## Exercise task
Please copy the records again, every line from the one containing "the plant branch" down to the one containing "<point>174,198</point>", both ends included, and scale each answer coordinate by 0.75, rounding to whole numbers with halves rounded up. Leave the numbers in the rule and sample lines as they are.

## Provided data
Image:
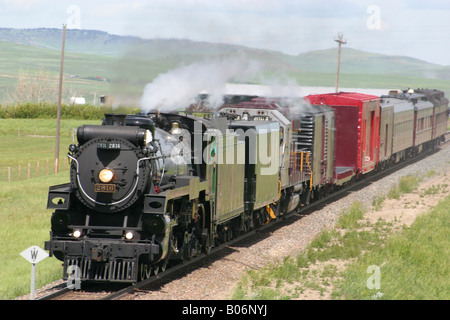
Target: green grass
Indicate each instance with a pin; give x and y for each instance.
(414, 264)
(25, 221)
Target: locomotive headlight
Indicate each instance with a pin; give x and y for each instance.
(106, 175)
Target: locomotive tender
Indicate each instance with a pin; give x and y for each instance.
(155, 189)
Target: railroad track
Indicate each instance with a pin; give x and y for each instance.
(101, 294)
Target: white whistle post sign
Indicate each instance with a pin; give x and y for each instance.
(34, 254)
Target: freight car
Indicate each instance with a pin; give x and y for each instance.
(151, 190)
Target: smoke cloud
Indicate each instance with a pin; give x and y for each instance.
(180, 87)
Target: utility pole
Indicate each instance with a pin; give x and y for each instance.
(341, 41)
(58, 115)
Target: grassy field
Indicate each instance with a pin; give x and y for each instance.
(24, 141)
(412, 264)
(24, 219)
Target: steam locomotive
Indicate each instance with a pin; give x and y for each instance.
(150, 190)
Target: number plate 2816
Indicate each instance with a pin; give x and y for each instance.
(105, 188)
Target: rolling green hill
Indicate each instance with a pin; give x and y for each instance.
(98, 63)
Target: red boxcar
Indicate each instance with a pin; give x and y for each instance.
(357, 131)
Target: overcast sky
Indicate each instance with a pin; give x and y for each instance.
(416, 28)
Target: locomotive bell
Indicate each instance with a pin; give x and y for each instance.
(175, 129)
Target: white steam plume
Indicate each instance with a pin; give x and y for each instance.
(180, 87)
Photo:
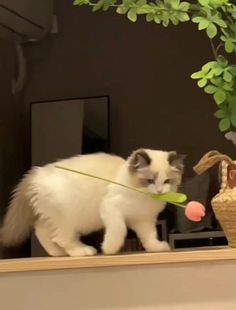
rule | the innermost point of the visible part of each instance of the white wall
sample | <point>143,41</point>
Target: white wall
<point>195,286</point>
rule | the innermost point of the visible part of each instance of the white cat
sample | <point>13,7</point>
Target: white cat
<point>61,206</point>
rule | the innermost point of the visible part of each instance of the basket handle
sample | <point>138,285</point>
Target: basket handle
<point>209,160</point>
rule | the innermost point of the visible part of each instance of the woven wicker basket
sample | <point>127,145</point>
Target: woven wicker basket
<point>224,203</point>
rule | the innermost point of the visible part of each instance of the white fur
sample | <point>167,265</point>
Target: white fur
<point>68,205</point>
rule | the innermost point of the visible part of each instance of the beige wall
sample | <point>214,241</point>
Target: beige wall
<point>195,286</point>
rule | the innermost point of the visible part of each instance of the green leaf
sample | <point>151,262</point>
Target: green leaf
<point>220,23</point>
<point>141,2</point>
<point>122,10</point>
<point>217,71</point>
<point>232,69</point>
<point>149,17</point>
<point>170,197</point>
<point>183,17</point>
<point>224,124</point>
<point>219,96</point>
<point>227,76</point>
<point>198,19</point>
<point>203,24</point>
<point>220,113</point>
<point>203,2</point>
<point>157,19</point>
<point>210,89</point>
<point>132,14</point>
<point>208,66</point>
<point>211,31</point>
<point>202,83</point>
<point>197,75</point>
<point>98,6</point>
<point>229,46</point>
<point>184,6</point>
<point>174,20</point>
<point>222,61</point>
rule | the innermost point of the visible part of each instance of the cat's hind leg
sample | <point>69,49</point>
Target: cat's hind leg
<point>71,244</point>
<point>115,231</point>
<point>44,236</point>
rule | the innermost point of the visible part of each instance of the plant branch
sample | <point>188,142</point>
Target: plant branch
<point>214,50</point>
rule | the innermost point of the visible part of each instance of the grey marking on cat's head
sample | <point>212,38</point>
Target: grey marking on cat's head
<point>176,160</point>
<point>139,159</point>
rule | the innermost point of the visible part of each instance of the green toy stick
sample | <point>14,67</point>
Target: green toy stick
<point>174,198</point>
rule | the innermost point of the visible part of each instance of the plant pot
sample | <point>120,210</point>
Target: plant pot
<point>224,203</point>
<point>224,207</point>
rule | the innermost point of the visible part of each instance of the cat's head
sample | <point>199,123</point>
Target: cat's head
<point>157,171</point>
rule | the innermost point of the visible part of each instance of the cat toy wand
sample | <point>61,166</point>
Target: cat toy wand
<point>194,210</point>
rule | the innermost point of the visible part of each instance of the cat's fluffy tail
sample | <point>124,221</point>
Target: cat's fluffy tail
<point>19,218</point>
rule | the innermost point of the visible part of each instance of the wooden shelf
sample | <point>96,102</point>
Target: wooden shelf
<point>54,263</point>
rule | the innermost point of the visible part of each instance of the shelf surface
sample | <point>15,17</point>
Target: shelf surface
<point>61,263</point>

## Problem solution
rule | the innermost point of the visible part of each instance of the plant branch
sample | <point>188,142</point>
Target: plant branch
<point>161,38</point>
rule | the innermost point of the visible part of each instance of the grey marking on cat's head
sample | <point>212,38</point>
Target: grey marking on cat's head
<point>132,120</point>
<point>104,119</point>
rule | the innermost point of the visible part of each instance of the green toy stick
sample | <point>14,67</point>
Target: green toy stick
<point>131,149</point>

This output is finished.